**Prompt:** Render every line of the items below as a numbered list, omitting blank lines.

**Items from a dataset:**
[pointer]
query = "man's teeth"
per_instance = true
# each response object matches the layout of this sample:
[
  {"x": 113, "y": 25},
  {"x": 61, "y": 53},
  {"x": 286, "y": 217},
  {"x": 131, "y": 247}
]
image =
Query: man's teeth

**Response to the task:**
1. [pointer]
2. query = "man's teeth"
3. per_instance = true
4. # each response object matches the layout of this sample:
5. [
6.   {"x": 113, "y": 25},
7.   {"x": 61, "y": 53},
8.   {"x": 286, "y": 217},
9.   {"x": 131, "y": 247}
10. ]
11. image =
12. Query: man's teeth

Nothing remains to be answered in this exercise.